--- CONSIGNE ---
Rédigez la suite de la présentation du spectacle « Entre eux deux », en reprenant après sa dernière phrase.

--- EXTRAIT CHOISI ---
----------------

Si nos vies si bien réglées étaient un jour brusquement bouleversées... Si le désir de fuir était si fort que seule la fatalité pouvait nous retenir. Si les lois du monde que nous connaissions étaient chamboulées et que nous soyons forcés de réapprendre ce que l'on ne veut pas accepter. Si nos souvenirs devaient soudainement nous échapper sans que nous puissions les en empêcher... Si quelqu'un s'amusait seulement à tirer les fils de notre histoire comme on manipule une marionnette...
Entre eux deux est l'histoire de cet homme et de cette femme qui attendent désespérément entre deux mondes, entre deux rives, entre eux deux que le marionnettiste décide de leur sort. Ce huis clos infernal, dans lequel les hommes deviennent les instruments de la mort poussant de cette façon les passions jusqu’à leur paroxysme, est un hymne à la vie et à l’amour, mêlant au théâtre l’art de la marionnette et la danse.
Un théâtre de rêve – une histoire de la vie.
J’ai toujours été intriguée par la mort. Enfant, je m’imaginais que les personnes devenues trop âgées rajeunissaient d’un seul coup pour revenir à l’état de nourrisson. Lorsque l’on m’a expliqué ce qu’était vraiment la mort, elle m’a fait peur et j’ai compris que c’était un sentiment partagé par beaucoup. Mais pourquoi avoir peur d’une chose que l’on ignore complètement ? Aucun témoin n’est revenu de l’au-delà nous raconter ce que l’on y vit, on n’en a que des images et des récits nés de nos fantasmes.

----------------

--- EXTRAITS DE DONNÉES ---

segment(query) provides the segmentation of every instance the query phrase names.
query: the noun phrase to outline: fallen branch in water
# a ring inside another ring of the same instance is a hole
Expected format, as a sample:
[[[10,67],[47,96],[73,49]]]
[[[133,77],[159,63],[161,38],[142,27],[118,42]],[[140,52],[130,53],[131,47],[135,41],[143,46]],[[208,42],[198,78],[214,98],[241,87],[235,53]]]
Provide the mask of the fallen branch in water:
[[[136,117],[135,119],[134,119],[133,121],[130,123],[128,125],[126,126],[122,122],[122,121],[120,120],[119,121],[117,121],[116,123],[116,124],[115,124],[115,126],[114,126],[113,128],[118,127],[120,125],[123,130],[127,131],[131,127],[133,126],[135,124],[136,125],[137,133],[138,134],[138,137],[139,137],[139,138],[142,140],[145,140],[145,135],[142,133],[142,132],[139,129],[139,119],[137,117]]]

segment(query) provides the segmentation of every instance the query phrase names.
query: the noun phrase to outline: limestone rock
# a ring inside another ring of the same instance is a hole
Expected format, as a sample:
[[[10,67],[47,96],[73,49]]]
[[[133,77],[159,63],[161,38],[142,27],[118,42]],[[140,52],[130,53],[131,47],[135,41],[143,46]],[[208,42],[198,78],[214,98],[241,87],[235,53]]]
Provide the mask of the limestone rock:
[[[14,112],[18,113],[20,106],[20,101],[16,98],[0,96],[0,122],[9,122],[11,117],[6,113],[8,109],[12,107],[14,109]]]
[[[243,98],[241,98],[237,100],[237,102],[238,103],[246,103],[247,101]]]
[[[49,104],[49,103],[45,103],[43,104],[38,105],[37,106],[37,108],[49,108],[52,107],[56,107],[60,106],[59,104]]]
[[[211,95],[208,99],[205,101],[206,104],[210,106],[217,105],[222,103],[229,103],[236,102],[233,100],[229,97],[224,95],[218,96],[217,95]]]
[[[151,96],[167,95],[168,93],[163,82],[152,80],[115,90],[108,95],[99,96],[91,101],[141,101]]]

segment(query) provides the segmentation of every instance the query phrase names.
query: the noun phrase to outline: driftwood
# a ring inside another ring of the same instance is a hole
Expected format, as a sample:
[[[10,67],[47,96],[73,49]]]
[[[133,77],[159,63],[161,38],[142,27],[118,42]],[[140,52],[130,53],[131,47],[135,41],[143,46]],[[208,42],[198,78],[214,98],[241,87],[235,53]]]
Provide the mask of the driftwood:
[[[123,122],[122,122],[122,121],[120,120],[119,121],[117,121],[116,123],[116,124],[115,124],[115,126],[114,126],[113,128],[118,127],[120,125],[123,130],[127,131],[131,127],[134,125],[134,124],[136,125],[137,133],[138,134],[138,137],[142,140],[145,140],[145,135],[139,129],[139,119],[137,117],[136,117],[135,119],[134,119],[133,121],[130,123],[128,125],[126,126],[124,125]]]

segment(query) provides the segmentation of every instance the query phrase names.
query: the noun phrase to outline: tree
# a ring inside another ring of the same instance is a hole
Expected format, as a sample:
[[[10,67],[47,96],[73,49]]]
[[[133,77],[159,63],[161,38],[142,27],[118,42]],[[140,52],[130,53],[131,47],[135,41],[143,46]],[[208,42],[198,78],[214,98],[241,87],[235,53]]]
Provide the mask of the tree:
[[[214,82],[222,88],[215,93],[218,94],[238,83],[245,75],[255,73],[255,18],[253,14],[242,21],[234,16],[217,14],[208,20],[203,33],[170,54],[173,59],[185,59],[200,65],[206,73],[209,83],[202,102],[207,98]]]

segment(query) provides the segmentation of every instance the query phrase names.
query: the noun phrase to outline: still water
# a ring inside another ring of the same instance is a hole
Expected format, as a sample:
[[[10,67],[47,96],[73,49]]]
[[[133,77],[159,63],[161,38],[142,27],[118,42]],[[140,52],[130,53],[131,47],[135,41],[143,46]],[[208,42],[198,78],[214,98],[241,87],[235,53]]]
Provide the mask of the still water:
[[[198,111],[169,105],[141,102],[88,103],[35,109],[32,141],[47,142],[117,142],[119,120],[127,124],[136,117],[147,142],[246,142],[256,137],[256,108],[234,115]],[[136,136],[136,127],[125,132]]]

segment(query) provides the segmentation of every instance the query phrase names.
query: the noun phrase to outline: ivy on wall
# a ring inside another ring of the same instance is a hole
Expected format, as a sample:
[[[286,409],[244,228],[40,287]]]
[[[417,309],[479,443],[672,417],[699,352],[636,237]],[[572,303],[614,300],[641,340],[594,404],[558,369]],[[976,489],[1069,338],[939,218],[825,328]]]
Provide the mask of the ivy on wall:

----------------

--- RÉPONSE ---
Entre eux deux… est mon fantasme de la mort, ou plutôt du monde dans lequel on attend qu’elle vienne nous chercher, un monde similaire au nôtre mais où les morts ne peuvent évoluer : ils le voient mais ne lui appartiennent pas. C’est une manière de rendre la mort plus familière, plus banale, plus douce et moins effrayante. Pour cette raison, la mort est matérialisée. C’est un personnage à part entière. Elle est attirante, agréable, douce et loin des clichés terrifiants que l’on se fait d’elle. Jamais elle ne parlera. Elle ne s’exprimera qu’avec son corps. Invisible aux yeux des personnages, elle est pourtant toujours en scène à séduire, au-delà de cet homme et de cette femme, nous, êtres humains qui la contemplons. C’est le personnage principal, le maître de cérémonie, sans elle, l’intrigue n’avance pas. Elle est le marionnettiste qui tire les ficelles du jeu. Elle donne le pas aux deux autres protagoniste. C’est elle qui décide, qui commande. Elle ne désire que s’amuser et être aimée de ces humains qu’elle adore mais qui la repoussent sans arrêt. Ses sentiments sont bien réels et elle ne tue que par dépit. Peut-être parce qu’elle n’arrivera jamais à se mettre entre eux deux ?
Au-delà de cette peur pour la mort, Entre eux deux… dénonce l’horrible vérité qui est que nous vivons sans arrêt à ses côtés. Nombre de régions mondiales ne connaissent depuis des décennies que la guerre et la famine… Les gens y vivent avec la mort depuis leur naissance. Ils connaissent davantage la mort que la vie.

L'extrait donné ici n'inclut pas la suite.